* **DATA**
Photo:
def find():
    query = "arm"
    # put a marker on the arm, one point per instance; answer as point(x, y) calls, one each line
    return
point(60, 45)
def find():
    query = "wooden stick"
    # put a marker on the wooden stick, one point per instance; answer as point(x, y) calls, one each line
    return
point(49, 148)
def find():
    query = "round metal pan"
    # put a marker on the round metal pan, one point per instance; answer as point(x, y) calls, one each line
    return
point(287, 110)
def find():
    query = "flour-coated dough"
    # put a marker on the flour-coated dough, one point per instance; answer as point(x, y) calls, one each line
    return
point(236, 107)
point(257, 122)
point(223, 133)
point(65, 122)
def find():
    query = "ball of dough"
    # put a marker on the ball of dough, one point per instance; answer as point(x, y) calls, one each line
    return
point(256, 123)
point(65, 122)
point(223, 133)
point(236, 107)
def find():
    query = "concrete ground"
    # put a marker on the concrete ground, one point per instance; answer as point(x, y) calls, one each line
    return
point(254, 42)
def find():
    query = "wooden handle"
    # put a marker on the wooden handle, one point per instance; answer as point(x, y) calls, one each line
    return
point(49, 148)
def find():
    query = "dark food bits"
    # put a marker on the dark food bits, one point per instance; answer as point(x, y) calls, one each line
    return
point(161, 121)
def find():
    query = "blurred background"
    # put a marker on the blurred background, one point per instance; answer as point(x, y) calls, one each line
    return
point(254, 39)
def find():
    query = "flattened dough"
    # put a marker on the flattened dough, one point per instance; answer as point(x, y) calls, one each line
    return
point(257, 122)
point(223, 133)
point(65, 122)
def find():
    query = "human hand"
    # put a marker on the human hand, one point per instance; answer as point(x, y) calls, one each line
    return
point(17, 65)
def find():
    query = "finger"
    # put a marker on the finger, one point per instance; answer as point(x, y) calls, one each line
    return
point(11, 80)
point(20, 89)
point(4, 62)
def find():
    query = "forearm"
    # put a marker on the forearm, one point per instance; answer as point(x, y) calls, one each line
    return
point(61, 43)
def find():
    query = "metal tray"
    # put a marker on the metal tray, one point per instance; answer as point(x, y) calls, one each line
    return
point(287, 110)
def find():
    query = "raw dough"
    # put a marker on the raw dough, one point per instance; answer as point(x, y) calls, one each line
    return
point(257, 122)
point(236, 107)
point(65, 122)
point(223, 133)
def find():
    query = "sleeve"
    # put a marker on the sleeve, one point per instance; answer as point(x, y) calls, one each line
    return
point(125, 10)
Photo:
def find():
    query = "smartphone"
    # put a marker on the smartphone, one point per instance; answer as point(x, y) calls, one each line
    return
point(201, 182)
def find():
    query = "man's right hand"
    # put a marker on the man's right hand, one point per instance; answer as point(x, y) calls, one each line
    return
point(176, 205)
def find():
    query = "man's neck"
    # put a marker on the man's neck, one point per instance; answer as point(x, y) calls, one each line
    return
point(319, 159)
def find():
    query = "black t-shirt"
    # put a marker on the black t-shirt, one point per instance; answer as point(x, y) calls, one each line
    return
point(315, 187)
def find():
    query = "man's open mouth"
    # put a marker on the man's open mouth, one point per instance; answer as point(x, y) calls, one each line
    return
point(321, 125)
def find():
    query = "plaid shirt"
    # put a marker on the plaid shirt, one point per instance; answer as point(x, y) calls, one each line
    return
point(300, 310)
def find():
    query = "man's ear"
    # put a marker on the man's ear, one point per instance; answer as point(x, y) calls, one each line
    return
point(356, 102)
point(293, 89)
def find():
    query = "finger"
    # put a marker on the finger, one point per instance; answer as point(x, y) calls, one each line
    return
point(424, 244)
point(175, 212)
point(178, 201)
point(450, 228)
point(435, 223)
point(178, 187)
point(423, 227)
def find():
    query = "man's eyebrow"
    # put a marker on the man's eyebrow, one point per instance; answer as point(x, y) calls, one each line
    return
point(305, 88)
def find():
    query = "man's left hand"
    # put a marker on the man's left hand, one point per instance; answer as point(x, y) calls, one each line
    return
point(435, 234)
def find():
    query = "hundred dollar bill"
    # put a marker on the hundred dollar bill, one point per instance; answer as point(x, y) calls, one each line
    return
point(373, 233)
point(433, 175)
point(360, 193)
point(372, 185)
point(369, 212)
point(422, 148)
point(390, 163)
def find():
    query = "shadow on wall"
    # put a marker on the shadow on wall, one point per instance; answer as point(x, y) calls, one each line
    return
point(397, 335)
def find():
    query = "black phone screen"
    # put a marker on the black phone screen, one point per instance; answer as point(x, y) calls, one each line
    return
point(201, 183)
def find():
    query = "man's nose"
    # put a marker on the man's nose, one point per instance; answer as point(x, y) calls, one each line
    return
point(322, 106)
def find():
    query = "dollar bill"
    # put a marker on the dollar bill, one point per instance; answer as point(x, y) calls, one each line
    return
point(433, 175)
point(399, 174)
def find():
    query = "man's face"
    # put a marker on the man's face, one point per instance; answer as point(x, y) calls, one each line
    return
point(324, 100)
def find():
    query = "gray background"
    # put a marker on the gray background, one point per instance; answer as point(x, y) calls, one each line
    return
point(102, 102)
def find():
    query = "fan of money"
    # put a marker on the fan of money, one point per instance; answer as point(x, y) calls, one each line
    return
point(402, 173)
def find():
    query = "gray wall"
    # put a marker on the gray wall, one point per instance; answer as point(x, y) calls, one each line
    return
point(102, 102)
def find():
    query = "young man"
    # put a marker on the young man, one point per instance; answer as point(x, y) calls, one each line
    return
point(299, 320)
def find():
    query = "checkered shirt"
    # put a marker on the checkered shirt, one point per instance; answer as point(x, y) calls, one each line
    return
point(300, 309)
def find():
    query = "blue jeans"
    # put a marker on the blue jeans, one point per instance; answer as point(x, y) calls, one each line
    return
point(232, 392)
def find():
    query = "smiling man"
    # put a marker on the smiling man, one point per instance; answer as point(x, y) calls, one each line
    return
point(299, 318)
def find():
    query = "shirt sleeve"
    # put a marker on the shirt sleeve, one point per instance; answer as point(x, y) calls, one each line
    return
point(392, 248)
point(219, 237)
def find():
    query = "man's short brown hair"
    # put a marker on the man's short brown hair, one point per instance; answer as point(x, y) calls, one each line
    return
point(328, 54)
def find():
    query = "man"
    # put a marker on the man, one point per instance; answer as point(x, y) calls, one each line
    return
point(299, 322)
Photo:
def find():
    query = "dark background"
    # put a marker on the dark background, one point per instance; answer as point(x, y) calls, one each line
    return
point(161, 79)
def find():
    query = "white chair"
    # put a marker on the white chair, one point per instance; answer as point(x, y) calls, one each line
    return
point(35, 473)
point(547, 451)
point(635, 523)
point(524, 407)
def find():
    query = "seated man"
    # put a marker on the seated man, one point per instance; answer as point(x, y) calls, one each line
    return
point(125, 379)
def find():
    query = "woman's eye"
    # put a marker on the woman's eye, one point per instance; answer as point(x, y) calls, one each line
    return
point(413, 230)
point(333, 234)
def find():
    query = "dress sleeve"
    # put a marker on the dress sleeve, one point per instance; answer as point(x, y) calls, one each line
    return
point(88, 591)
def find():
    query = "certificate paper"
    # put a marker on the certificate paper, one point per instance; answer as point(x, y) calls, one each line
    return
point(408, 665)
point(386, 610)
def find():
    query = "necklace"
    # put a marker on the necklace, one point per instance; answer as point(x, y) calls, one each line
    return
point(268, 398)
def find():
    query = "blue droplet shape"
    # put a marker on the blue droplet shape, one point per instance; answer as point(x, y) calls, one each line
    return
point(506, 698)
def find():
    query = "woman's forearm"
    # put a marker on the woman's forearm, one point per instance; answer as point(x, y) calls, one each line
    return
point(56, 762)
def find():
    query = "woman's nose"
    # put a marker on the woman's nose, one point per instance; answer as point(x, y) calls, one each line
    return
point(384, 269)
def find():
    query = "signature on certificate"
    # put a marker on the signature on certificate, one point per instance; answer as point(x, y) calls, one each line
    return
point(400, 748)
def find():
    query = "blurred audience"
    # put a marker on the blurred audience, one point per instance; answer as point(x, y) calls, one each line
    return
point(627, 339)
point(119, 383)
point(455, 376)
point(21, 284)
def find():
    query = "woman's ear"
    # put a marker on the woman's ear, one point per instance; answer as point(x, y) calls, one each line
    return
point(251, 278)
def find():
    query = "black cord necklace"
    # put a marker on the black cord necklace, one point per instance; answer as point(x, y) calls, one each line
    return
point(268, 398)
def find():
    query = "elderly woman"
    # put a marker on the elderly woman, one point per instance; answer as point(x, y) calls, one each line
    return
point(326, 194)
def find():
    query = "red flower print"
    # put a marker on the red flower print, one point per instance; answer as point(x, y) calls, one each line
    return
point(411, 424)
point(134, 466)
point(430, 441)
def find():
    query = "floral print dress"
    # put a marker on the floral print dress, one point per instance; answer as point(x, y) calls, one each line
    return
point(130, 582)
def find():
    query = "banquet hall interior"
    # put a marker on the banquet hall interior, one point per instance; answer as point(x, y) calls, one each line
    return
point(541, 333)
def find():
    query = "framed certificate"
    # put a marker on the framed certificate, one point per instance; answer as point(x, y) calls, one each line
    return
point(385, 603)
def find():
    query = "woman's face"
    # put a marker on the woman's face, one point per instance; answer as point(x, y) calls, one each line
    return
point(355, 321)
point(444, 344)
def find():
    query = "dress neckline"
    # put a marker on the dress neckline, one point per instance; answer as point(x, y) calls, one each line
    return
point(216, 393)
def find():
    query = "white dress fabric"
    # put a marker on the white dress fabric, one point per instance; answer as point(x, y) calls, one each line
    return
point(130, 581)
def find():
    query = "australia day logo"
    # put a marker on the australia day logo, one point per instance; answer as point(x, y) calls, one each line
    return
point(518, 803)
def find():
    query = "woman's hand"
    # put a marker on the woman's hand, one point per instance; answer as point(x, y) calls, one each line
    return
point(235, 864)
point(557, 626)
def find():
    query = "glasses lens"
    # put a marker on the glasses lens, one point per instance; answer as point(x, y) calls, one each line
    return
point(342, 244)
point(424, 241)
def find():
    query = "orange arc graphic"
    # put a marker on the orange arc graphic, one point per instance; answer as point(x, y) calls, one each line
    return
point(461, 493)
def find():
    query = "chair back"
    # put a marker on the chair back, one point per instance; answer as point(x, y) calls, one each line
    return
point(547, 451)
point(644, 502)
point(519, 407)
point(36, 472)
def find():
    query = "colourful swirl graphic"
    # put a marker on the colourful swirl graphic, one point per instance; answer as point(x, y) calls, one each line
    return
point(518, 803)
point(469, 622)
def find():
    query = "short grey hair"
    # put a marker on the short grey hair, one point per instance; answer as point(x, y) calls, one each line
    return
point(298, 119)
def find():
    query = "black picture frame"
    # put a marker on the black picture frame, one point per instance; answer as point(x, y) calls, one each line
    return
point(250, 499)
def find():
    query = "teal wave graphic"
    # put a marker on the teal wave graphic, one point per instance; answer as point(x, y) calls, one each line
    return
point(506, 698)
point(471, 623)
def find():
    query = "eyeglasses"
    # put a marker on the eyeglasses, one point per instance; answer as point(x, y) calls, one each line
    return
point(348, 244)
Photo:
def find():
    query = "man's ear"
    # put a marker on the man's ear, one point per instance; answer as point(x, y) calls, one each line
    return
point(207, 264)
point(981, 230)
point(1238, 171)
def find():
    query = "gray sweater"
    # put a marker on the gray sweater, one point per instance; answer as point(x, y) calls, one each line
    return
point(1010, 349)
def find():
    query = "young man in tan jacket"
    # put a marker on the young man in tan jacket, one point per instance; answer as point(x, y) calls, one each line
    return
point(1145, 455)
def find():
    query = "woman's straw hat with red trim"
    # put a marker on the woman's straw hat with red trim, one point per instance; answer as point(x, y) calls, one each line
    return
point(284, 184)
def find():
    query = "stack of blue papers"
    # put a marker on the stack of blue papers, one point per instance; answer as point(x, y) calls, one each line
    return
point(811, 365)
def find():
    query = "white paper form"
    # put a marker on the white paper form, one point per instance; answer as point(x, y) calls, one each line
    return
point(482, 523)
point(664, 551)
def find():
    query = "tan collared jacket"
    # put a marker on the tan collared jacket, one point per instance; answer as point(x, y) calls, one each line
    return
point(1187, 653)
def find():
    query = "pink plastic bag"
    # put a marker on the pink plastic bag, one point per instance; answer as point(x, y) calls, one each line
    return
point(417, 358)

* **ABOUT THIS EXERCISE**
Only lines with the word "collared" go in the answer. Take them all from the entries above.

* **EXERCISE RESPONSE**
    query = "tan collared jacket"
    # put a marker on the tan collared jacket, one point per instance; answer as point(x, y) calls, one each line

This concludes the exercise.